** INSTRUCTIONS FOR THE TASK **
Please copy the material below word for word, from its start down to the line containing "xmin=240 ymin=273 xmax=304 ymax=339". Leave the pictures out.

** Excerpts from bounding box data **
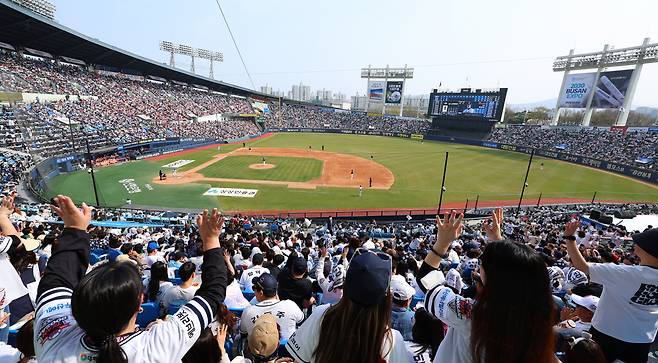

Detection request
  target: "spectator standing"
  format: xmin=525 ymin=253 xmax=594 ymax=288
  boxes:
xmin=286 ymin=248 xmax=412 ymax=363
xmin=564 ymin=222 xmax=658 ymax=363
xmin=34 ymin=196 xmax=226 ymax=362
xmin=161 ymin=261 xmax=197 ymax=311
xmin=240 ymin=273 xmax=304 ymax=339
xmin=417 ymin=209 xmax=557 ymax=363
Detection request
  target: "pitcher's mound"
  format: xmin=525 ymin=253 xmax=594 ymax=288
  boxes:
xmin=249 ymin=163 xmax=276 ymax=169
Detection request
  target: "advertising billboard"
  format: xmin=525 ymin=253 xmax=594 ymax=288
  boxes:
xmin=560 ymin=73 xmax=596 ymax=108
xmin=368 ymin=81 xmax=385 ymax=102
xmin=560 ymin=69 xmax=633 ymax=108
xmin=592 ymin=69 xmax=633 ymax=108
xmin=386 ymin=81 xmax=404 ymax=104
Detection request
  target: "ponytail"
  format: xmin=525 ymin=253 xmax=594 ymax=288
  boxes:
xmin=71 ymin=262 xmax=142 ymax=363
xmin=96 ymin=334 xmax=128 ymax=363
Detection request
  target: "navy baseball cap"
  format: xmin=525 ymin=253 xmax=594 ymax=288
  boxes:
xmin=291 ymin=256 xmax=308 ymax=274
xmin=251 ymin=273 xmax=279 ymax=295
xmin=343 ymin=252 xmax=391 ymax=306
xmin=632 ymin=228 xmax=658 ymax=258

** EXERCISE RESULT **
Detection request
  target: "spectator standing"
  format: xmin=525 ymin=253 xmax=594 ymax=288
  boxes:
xmin=286 ymin=248 xmax=412 ymax=363
xmin=564 ymin=222 xmax=658 ymax=363
xmin=34 ymin=196 xmax=226 ymax=362
xmin=161 ymin=261 xmax=197 ymax=311
xmin=240 ymin=273 xmax=304 ymax=339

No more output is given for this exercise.